> [Source extract]:
YOU KNOW we’ve arrived when the failure to call us by name becomes a national campaign issue.
That’s precisely what Barack Obama took issue with this week. John McCain failed to mention the middle class by name during the presidential debate last Friday.
“Not once did Senator McCain talk about the struggle that middle-class families are facing every day,” Obama told a largely middle-class crowd in Detroit Saturday.
“Who does he think I was talking about when I said people on Main Street?” McCain shot back.
Fact is, whether they call us by our name or by the mythical street where we live, the key domestic- policy issue of this presidential campaign is the “struggles” of the middle class.
But rarely mentioned in either candidate’s speeches is the class that’s really in the middle, between a rock and a hard place.
Call them poor or low-income families. The poor are those families of four who earn up to $20,000 a year. Low-income families earn up to $40,000 a year.
Middle is harder to define. But the U.S. Census Bureau’s report on “Income, Poverty and Health Insurance Coverage” reports that the median family income is $59,894 and the mean, or the number you get by dividing everyone’s salaries by working population, is $77,315.
Those in the rarely mentioned class don’t live on Main Street. Their struggles are about basics such as food and shelter.
One in eight Americans is in the poverty group. A third of working Americans are low-income. You’d think a demographic that large would be worthy of mention.
But, up to this point, not so much. Not so much in the discussions about the financial meltdown. Not so much in the high-falutin’ economic-policy debates on Wall Street or Washington.
Those poor and low-income families who have Internet access will be pleased to see that poverty is one of the issues categories on the Obama Web site. They won’t find their issue by name on McCain’s.
I will assume that McCain has touched on the issue of poverty in speeches, although I haven’t seen one on his Web site. Obama’s Web site does include an anti-poverty speech with detailed proposals.
Obama’s speech, delivered this summer in Anacostia, a largely poor neighborhood in D.C., listed proposals for an affordable-housing fund, to triple the earned-income-tax credit, to invest $5 billion for five years in job training and to raise the minimum wage from $7.25 next year to $9.50 by 2011.

> [What you have to do]: In the campaign column, swap "middle class" for "working class" and give everything from "That’s precisely what" down to "debate last Friday.".

> [Data extract]:
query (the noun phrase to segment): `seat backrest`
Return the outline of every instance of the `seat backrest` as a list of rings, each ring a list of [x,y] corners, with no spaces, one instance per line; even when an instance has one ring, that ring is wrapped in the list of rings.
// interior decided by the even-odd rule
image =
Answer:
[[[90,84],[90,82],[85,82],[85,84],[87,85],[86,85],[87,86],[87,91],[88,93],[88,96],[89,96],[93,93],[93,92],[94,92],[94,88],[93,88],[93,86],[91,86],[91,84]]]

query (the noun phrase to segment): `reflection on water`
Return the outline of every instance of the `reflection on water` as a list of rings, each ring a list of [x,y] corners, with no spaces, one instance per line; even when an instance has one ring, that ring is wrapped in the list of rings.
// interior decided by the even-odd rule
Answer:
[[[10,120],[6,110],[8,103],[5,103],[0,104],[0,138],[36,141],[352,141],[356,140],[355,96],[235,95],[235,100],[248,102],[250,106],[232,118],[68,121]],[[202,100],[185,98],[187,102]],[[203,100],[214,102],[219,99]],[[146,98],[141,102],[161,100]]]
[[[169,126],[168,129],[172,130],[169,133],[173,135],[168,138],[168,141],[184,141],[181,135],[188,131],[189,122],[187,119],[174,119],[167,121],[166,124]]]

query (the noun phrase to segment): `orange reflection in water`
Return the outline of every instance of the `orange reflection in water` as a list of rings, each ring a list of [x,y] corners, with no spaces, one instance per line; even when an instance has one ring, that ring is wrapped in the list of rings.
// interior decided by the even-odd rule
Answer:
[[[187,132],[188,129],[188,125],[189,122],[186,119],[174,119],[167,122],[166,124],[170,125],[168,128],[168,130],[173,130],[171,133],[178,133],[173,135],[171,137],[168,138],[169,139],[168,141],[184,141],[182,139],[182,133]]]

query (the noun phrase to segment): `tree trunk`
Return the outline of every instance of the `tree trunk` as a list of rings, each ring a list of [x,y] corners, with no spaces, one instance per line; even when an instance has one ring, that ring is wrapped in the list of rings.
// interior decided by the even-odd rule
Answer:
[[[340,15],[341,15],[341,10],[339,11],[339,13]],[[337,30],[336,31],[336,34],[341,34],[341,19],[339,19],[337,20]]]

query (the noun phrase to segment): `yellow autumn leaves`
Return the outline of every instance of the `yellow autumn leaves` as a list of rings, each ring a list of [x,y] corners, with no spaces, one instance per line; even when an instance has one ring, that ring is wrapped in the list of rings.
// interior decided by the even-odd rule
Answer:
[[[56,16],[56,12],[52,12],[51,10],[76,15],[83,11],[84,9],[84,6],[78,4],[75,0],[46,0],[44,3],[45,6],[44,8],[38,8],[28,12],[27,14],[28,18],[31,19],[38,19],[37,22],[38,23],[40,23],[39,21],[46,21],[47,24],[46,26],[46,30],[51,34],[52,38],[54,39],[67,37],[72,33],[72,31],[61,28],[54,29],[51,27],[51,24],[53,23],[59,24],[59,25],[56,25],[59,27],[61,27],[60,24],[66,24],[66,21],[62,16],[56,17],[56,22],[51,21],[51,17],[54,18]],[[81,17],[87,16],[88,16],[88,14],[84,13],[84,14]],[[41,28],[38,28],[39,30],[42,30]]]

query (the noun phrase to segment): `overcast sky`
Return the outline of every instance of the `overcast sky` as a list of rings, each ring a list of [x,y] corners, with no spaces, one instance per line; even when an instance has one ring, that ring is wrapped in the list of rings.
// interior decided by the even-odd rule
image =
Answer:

> [Exercise answer]:
That’s precisely what Barack Obama took issue with this week. John McCain failed to mention the working class by name during the presidential debate last Friday.